The problem: Rewrite the part of the items that opens with the line containing "Could you point to the white countertop" and runs through the last line of the items, keeping every line and raising both numbers in each [x,y] coordinate pair by 8.
## start Supplied records
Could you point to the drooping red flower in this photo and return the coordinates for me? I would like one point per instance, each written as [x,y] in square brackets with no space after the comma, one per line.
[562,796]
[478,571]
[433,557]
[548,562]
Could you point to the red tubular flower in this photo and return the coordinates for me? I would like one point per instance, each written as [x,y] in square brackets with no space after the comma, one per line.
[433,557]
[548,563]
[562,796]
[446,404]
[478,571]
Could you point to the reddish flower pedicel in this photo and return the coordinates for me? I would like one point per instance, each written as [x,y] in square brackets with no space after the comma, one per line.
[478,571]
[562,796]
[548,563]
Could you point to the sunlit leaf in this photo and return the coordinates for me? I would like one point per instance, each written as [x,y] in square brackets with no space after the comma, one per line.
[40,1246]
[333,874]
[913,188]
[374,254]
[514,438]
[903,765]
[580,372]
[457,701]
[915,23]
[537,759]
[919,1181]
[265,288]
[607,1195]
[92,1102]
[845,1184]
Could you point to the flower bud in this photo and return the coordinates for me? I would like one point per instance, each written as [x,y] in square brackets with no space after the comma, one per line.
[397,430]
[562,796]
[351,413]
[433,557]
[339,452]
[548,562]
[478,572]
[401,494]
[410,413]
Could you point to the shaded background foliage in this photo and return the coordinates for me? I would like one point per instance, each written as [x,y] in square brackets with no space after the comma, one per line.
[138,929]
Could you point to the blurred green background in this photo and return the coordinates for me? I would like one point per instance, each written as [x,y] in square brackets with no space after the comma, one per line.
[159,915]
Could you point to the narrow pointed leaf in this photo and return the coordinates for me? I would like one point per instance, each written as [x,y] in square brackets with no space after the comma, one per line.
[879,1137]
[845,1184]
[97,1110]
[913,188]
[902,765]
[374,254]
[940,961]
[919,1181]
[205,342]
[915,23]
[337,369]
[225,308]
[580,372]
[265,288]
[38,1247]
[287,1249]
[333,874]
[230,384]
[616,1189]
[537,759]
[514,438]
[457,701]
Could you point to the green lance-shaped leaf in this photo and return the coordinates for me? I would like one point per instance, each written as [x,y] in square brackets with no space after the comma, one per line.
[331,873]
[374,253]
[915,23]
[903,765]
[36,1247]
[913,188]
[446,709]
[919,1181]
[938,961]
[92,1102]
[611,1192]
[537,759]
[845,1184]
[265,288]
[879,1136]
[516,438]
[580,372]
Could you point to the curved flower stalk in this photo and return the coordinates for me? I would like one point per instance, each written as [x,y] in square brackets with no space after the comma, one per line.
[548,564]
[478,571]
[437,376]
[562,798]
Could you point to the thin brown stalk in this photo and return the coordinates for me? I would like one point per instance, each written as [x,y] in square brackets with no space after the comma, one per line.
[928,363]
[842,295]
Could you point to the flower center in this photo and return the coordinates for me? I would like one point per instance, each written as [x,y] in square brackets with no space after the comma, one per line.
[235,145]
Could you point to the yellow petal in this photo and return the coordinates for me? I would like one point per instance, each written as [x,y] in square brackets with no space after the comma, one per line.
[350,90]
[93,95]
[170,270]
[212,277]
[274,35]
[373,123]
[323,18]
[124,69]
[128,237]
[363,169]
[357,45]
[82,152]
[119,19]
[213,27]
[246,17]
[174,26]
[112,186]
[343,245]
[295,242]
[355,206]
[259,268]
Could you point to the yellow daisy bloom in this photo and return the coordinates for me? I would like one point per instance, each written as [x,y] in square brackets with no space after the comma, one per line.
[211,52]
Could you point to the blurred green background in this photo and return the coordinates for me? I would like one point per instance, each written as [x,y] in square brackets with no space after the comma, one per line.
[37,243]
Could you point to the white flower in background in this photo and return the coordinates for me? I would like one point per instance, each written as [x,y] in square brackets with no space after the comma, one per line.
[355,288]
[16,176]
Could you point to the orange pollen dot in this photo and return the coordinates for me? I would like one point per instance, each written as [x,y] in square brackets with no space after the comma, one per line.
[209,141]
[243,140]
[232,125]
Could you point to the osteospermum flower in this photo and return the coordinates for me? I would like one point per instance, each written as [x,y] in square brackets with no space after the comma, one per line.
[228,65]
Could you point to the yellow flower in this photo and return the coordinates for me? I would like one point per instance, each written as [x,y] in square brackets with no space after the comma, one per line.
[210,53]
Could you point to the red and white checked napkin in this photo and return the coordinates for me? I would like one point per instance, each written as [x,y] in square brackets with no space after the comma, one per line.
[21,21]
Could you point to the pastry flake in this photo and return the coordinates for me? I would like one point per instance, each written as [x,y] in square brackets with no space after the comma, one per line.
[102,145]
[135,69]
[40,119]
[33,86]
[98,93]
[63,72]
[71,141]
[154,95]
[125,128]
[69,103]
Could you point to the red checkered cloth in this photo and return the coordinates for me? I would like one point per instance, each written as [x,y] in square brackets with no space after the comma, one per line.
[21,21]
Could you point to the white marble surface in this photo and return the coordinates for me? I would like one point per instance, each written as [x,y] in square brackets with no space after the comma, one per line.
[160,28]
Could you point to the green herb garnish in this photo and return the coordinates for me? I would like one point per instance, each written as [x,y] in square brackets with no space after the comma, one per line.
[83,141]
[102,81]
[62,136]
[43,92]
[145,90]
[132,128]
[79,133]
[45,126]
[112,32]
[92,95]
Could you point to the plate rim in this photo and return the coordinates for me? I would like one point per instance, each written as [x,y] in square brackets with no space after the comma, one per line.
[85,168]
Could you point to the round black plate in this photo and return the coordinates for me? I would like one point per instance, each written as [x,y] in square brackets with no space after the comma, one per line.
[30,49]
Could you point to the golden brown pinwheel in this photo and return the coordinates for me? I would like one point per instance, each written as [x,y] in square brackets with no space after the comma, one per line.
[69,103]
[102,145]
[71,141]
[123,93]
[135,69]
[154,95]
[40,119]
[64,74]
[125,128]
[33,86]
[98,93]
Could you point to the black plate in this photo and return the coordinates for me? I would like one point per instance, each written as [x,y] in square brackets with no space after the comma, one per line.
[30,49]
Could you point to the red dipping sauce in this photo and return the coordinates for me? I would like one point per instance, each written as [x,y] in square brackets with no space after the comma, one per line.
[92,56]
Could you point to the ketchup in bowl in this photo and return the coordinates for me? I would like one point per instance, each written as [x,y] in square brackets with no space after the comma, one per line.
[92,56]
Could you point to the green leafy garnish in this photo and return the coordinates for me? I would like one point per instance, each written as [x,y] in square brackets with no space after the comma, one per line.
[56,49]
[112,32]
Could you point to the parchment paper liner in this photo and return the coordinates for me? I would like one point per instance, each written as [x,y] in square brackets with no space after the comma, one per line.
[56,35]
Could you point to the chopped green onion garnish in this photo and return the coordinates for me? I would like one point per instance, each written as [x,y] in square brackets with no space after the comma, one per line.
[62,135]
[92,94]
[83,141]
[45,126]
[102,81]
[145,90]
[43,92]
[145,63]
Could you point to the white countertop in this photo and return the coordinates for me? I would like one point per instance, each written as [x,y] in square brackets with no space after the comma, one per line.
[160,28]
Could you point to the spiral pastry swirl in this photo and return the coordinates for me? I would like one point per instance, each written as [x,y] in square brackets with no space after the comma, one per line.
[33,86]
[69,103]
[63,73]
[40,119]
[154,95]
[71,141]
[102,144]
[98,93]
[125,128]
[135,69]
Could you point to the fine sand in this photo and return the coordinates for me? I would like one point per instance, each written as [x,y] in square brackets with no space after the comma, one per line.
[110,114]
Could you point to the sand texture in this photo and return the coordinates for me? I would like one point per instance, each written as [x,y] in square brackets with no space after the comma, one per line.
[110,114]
## end Supplied records
Complete answer:
Could you point to the white countertop in this photo and return the coordinates for me? I would like one point per instance, each written as [x,y] in square brackets with no space after the comma, one per line.
[168,36]
Could you point to the spiral pastry swirl in this photo and return the coordinates for me? I would like one point per instance, each written as [x,y] in square brackets with no space after the comma, one per line.
[41,94]
[77,111]
[71,81]
[48,127]
[162,103]
[79,149]
[110,152]
[106,101]
[133,136]
[143,77]
Could you point to the fine sand in this photo and return the coordinates for me? I would like one point per instance, each written as [x,y] in square brackets with no space after the comma, one per line.
[118,122]
Could you point to the sand texture in this photo and return the coordinates for me? I would like one point per instance, each written as [x,y] in square brackets with no space after the comma, one per line.
[118,122]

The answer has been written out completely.